--- start of EXCERPTED TEXT ---
Andy and I progressed to better CB walkie talkies, and through them met Bob Slater, then K9ZGT. Bob was about two years older than me, and lived on the other side of town in our small Chicago suburb. He'd already been a ham for a couple of years, and was just entering High School. He became our mentor, but while Andy took an immediate interest in ham radio, I was more fascinated by CB. Perhaps it was lack of ambition or motivation. With CB I could talk to people immediately. The ham license seemed daunting. Andy became WN9MAB, and inherited Bob's old novice station, a Heathkit DX-40 transmitter and a Hammerlund HQ-110 receiver. I set up a CB station and progressed through a series of "real" CB radios (real compared to the 100 mW walkie-talkies).
Of course you sneer at this. Hams are taught to look down on CBers as a birthright of becoming licensed. But this was more than a decade before the good-buddy, channel 19 trucker era on CB. We had callsigns, and used our real names. Conversations were civil and pretty routine. I had a great time.
I wasn't averse to ham radio, though. I'd just taken an easier route. Bob was both disparaging and encouraging. I learned Morse code, and practiced by spelling out street signs, though I don't think I actually listened to it much. Code was never my hurdle. Electronics came hard.
At age 15, my freshman year in High School, I took a full-credit science class titled "Amateur Radio." New Trier High School had a ham club (W9EDC) with maybe a dozen Extra-class students, may of whom also had their First Class FCC commercial licenses, and worked at the 10-watt FM station, WNTH. The class, club and all the "Frist Phones" were thanks to science instructor Charles Rockey, W9SCH. What a resource for technically-minded young students!
He was "Mr. Rockey" to all the students, but of course hams are not that formal. On the air, he used his last name, Rockey, and that's what his ham radio students were permitted to call him... after school. The club meet once a week, and had a fully-equipped multi-station shack with mostly older, 50's vintage equipment. But the "prime" HF station had a new Drake TR-3 SSB transceiver. Licensed students had a tremendous privilege: we could skip "study halls" and spend our free periods in the ham station.
To get an "A" in the first semester of the Amateur Radio class, you had to pass your Novice test. I passed the test along with my 15 or so classmates, and received WN9NSO. But I flunked the course -- a big, fat "F." Rockey was a tough teacher, and while I did well on most of the quizzes and tests, his policy was that if you failed to complete all the homework, you failed the course. I had neglected to turn in a report on characteristic curves (that's the relationship between the input and output signals of a vacuum tube amplifier). I didn't understand them, and rather than seeking help, I just didn't do the homework.
--- end of EXCERPTED TEXT ---
SET EXERCISE A:
In the ham radio memoir, what callsign was the writer given after passing the Novice test?
SET EXERCISE B:
Pick up the ham radio memoir after its final sentence and carry it forward.
--- start of DATASET EXTRACT ---
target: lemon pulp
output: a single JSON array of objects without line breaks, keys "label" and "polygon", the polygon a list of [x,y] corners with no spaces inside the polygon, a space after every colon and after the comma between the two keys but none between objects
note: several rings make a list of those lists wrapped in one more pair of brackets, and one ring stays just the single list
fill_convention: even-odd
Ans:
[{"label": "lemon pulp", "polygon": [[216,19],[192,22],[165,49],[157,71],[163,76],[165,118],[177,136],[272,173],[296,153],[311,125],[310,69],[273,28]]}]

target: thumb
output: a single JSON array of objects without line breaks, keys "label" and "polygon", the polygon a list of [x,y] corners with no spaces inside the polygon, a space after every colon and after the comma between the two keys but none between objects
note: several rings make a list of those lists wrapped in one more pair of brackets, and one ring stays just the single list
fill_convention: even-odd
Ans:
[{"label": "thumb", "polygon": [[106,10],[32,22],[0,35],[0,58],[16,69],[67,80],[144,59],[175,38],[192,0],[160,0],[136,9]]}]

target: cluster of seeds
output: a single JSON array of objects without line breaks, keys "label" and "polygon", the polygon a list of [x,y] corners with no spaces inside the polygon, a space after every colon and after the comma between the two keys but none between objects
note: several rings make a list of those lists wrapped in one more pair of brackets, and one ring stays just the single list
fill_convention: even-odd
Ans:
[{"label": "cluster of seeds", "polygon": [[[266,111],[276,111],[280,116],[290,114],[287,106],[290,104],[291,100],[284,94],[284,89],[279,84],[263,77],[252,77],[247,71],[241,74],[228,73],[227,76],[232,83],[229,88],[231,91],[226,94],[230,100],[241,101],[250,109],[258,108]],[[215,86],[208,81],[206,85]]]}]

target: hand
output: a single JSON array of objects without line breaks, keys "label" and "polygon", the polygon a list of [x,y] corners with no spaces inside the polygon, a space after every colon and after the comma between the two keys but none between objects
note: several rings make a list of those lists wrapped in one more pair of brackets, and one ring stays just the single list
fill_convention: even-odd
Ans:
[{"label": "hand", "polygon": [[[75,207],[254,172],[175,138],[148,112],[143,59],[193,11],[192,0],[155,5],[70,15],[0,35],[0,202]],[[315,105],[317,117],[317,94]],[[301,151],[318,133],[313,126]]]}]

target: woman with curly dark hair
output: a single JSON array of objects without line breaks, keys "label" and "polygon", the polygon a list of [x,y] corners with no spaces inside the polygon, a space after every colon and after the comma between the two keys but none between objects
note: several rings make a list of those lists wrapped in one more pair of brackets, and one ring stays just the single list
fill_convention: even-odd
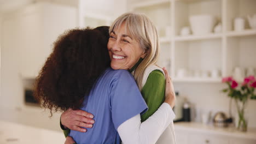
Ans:
[{"label": "woman with curly dark hair", "polygon": [[[49,109],[51,114],[53,110],[66,111],[82,106],[85,95],[88,95],[97,78],[109,67],[108,37],[97,29],[104,28],[108,29],[108,27],[72,29],[54,44],[53,52],[37,77],[34,93],[36,98],[43,100],[43,106]],[[86,49],[92,46],[94,49]]]},{"label": "woman with curly dark hair", "polygon": [[73,29],[61,35],[37,78],[34,95],[51,114],[69,108],[94,113],[96,123],[87,133],[71,130],[78,143],[119,143],[120,139],[125,143],[154,143],[173,118],[173,101],[166,95],[159,109],[141,122],[147,104],[130,73],[109,68],[108,31]]}]

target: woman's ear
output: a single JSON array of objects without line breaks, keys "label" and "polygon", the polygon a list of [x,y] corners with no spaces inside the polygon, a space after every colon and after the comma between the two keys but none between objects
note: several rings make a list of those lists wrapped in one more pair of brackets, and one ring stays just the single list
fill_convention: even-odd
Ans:
[{"label": "woman's ear", "polygon": [[141,55],[141,57],[142,58],[144,58],[147,55],[148,55],[148,53],[147,52],[144,52],[143,54],[142,54],[142,55]]},{"label": "woman's ear", "polygon": [[148,50],[145,50],[143,53],[141,55],[141,57],[142,58],[144,58],[148,55]]}]

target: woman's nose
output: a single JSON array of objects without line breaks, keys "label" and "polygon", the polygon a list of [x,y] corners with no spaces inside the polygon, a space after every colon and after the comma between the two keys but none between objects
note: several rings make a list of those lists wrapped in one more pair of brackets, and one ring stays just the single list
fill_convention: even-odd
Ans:
[{"label": "woman's nose", "polygon": [[120,51],[121,49],[121,45],[119,43],[118,41],[116,40],[115,42],[113,43],[113,45],[112,46],[112,49],[114,51]]}]

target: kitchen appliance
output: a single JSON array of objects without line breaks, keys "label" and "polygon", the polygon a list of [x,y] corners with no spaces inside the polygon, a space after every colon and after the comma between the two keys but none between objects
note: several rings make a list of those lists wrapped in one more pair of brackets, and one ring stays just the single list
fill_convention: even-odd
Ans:
[{"label": "kitchen appliance", "polygon": [[256,29],[256,14],[254,14],[252,17],[247,16],[247,19],[250,27],[253,29]]},{"label": "kitchen appliance", "polygon": [[187,99],[185,99],[182,109],[183,121],[184,122],[190,122],[190,105]]},{"label": "kitchen appliance", "polygon": [[173,112],[175,113],[175,118],[173,121],[180,121],[182,119],[182,107],[184,103],[184,98],[180,96],[178,92],[175,92],[176,95],[176,100],[175,106],[173,107]]},{"label": "kitchen appliance", "polygon": [[205,34],[212,32],[216,19],[208,14],[192,15],[189,17],[189,23],[193,34]]},{"label": "kitchen appliance", "polygon": [[232,118],[228,118],[223,112],[218,112],[213,117],[213,124],[218,127],[226,127],[232,122]]}]

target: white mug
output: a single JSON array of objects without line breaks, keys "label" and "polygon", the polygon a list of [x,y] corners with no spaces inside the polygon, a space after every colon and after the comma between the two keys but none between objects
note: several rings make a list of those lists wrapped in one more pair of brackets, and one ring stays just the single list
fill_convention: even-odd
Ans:
[{"label": "white mug", "polygon": [[202,71],[202,77],[207,78],[209,77],[209,71],[207,70]]},{"label": "white mug", "polygon": [[194,72],[194,77],[200,77],[201,76],[201,71],[200,70],[195,70]]},{"label": "white mug", "polygon": [[236,17],[234,21],[234,29],[235,31],[245,29],[245,20],[242,17]]},{"label": "white mug", "polygon": [[220,77],[219,70],[218,69],[213,69],[211,71],[211,77],[212,78],[218,78]]},{"label": "white mug", "polygon": [[214,29],[214,33],[220,33],[222,31],[222,26],[220,23],[219,23]]},{"label": "white mug", "polygon": [[165,27],[165,36],[167,38],[171,37],[172,27],[171,26],[166,26]]},{"label": "white mug", "polygon": [[181,30],[181,35],[188,35],[190,34],[190,28],[189,27],[184,27]]},{"label": "white mug", "polygon": [[250,75],[255,75],[254,68],[253,67],[249,67],[247,68],[246,76],[249,76]]}]

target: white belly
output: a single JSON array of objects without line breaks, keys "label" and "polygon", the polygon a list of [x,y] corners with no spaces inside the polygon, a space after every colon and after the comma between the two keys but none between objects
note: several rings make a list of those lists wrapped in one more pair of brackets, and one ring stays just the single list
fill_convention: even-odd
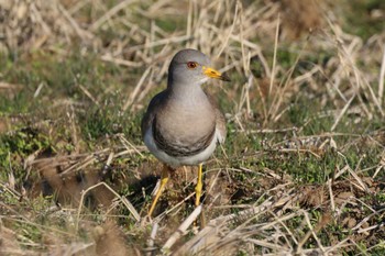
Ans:
[{"label": "white belly", "polygon": [[160,149],[156,146],[156,143],[153,137],[153,129],[152,125],[150,129],[147,129],[145,135],[144,135],[144,144],[147,146],[148,151],[161,162],[172,166],[172,167],[177,167],[177,166],[183,166],[183,165],[198,165],[207,160],[212,153],[216,149],[217,142],[221,141],[221,134],[219,133],[218,130],[216,130],[216,134],[213,135],[213,138],[210,143],[210,145],[204,149],[202,152],[198,153],[197,155],[193,156],[182,156],[182,157],[175,157],[166,154],[162,149]]}]

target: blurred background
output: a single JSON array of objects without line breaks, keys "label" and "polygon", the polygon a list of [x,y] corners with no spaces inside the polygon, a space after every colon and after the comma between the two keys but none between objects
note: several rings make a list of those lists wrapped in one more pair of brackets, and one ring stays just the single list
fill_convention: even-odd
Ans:
[{"label": "blurred background", "polygon": [[[196,171],[139,220],[140,121],[187,47],[229,132],[169,247]],[[383,255],[384,79],[383,0],[0,0],[0,254]]]}]

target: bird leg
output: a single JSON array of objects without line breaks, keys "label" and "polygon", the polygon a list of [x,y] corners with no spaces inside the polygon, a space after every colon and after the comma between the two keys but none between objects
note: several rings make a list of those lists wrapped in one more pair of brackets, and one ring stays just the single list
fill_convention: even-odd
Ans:
[{"label": "bird leg", "polygon": [[202,164],[199,164],[198,168],[198,179],[197,186],[195,187],[195,205],[198,207],[200,204],[200,196],[202,193]]},{"label": "bird leg", "polygon": [[151,218],[151,215],[153,214],[153,211],[155,209],[156,202],[160,199],[164,187],[166,187],[166,183],[168,181],[168,174],[169,167],[167,165],[163,165],[163,170],[162,170],[162,176],[161,176],[161,187],[158,188],[158,190],[156,191],[155,198],[151,204],[150,211],[148,211],[148,216]]}]

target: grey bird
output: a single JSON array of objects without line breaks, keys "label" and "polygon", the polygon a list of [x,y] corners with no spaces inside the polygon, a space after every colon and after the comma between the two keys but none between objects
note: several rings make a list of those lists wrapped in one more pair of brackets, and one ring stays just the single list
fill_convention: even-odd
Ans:
[{"label": "grey bird", "polygon": [[164,164],[161,187],[148,211],[152,215],[165,188],[169,171],[178,166],[199,165],[196,205],[202,190],[202,163],[226,138],[226,120],[201,88],[210,78],[230,79],[210,67],[199,51],[178,52],[168,68],[167,88],[150,102],[142,120],[142,136],[148,151]]}]

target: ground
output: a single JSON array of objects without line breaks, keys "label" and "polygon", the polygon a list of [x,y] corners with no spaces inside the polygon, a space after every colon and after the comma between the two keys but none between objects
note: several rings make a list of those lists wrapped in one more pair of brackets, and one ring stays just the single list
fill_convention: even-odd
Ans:
[{"label": "ground", "polygon": [[[0,0],[1,255],[384,255],[382,0]],[[141,118],[179,49],[228,135],[172,174]]]}]

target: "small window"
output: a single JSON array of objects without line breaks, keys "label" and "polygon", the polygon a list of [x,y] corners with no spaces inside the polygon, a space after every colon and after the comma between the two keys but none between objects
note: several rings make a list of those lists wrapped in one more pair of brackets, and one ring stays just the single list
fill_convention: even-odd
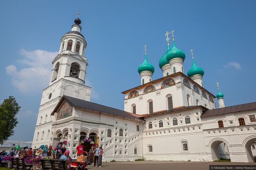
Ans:
[{"label": "small window", "polygon": [[151,122],[149,122],[149,123],[148,123],[148,129],[152,129],[152,123]]},{"label": "small window", "polygon": [[219,128],[222,128],[224,127],[223,121],[222,120],[219,120],[218,121],[218,124],[219,125]]},{"label": "small window", "polygon": [[122,129],[120,129],[119,130],[119,136],[120,137],[123,137],[123,131]]},{"label": "small window", "polygon": [[178,119],[177,119],[177,118],[173,118],[172,124],[174,126],[175,125],[178,125]]},{"label": "small window", "polygon": [[162,120],[159,120],[159,127],[162,127],[163,126],[163,124]]},{"label": "small window", "polygon": [[134,154],[137,155],[138,153],[137,152],[137,148],[134,148]]},{"label": "small window", "polygon": [[189,116],[186,116],[185,117],[185,123],[186,124],[190,123],[190,117],[189,117]]},{"label": "small window", "polygon": [[111,137],[111,133],[112,132],[112,131],[110,129],[108,129],[108,137]]},{"label": "small window", "polygon": [[149,152],[153,152],[153,147],[152,145],[149,145],[148,146],[148,151]]},{"label": "small window", "polygon": [[189,148],[188,147],[188,143],[187,142],[182,143],[183,150],[187,151],[189,150]]},{"label": "small window", "polygon": [[244,122],[244,119],[243,118],[238,118],[238,121],[240,126],[244,126],[245,125],[245,122]]},{"label": "small window", "polygon": [[140,125],[139,124],[137,124],[137,131],[140,131]]}]

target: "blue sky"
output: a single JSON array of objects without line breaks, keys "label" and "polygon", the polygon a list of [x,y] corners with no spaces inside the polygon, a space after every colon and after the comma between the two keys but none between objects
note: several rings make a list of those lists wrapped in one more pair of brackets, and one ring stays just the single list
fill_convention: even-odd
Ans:
[{"label": "blue sky", "polygon": [[0,101],[13,95],[22,107],[10,139],[32,140],[51,61],[79,8],[91,101],[123,109],[121,92],[140,85],[145,44],[153,79],[161,78],[164,34],[172,30],[186,55],[185,72],[192,48],[206,89],[216,94],[219,81],[228,106],[256,101],[255,0],[3,0]]}]

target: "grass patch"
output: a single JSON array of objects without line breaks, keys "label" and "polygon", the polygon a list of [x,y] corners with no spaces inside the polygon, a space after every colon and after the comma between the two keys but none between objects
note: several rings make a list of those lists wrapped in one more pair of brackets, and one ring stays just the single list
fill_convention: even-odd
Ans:
[{"label": "grass patch", "polygon": [[214,161],[213,162],[230,162],[230,159],[223,159],[223,158],[221,158],[219,160],[216,160],[215,161]]},{"label": "grass patch", "polygon": [[135,161],[145,161],[145,160],[146,160],[146,158],[144,157],[142,157],[142,158],[135,159]]}]

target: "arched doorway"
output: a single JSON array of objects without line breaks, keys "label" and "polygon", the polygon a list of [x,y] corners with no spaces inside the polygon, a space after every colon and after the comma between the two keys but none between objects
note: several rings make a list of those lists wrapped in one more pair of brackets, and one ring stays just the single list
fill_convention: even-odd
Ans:
[{"label": "arched doorway", "polygon": [[255,151],[254,151],[253,153],[252,150],[255,150],[255,143],[256,142],[256,137],[252,138],[248,140],[245,143],[245,150],[246,151],[246,154],[247,154],[247,158],[248,158],[249,162],[255,162],[253,156],[255,155]]},{"label": "arched doorway", "polygon": [[229,146],[221,140],[216,140],[211,145],[212,160],[230,159]]}]

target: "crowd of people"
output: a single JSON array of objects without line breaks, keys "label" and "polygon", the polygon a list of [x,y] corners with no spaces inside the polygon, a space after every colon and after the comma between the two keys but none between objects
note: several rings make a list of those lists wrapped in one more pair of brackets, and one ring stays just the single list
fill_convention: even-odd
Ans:
[{"label": "crowd of people", "polygon": [[[76,147],[74,158],[76,161],[84,162],[88,166],[94,165],[96,167],[101,167],[102,155],[104,153],[102,148],[99,147],[98,144],[93,145],[89,152],[84,151],[83,145],[81,142]],[[36,158],[47,158],[48,159],[59,159],[67,161],[68,168],[72,167],[72,158],[69,156],[70,152],[67,150],[66,146],[62,143],[60,143],[53,148],[52,146],[41,145],[38,149],[33,150],[32,148],[25,147],[23,150],[16,150],[13,148],[8,153],[5,150],[0,152],[0,158],[3,160],[5,157],[10,156],[13,157],[26,158],[30,157]],[[40,168],[40,163],[35,164],[36,170]]]}]

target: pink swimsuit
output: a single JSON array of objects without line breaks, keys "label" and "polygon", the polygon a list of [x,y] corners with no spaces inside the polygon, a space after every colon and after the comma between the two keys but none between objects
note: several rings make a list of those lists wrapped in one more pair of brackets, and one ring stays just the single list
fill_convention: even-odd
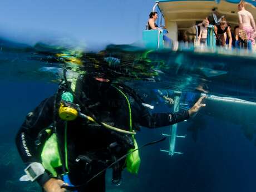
--- end of DATASET EXTRACT ---
WRITTEN REPLY A:
WN9NSO

WRITTEN REPLY B:
That did not discourage me from ham radio. As my interest grew, my brother's was fading. I operated his Novice station on 40 and 15 meter CW. The CB antenna came down, and was replaced by a homebrew 5-element two-meter beam, connected to a Heathkit Twoer - a two meter AM transceiver kit that I built (more successfully than the C-100). In this time of the one-year, non-renewable Novice license, Novices were warned about the evils of voice on two meters. "You'll spend your year talking, neglect your code, and lose your license," we were told by every higher class ham we met. That happened to many Novices, some of whom left the hobby, while others were "condemned" to the purgatory of the Technician Class license: full ham radio privileges above 30 MHz, which most "real" hams considered a wasteland.
As I said, CW was never my problem, but it was never my love, either. I operated enough CW to boost my speed, but I enjoyed phone on two meters more. There was a fair amount of AM activity around Chicago, mostly in the evenings and weekends, and it was similar to the CB operation that I first loved. Quit laughing! The hams weren't acting like CBers - the CBers were acting like hams.
After failing the ham course, I was determined to get my General Class license before any of the other students. In 1965, you had to take the test at an FCC office unless you lived too far from a testing site. In Chicago, the test was given every Friday in the Federal Building, so I rode the commuter train downtown on a Friday in March, and passed the 13 wpm receiving, and sending, code test. But I failed the written test. If I had passed, I would have achieved my goal of being the first of that class to upgrade. Now I had to wait 30 days before trying again, and in that time, at least one other student passed the test. I did pass on my second try. My Novice career lasted four months.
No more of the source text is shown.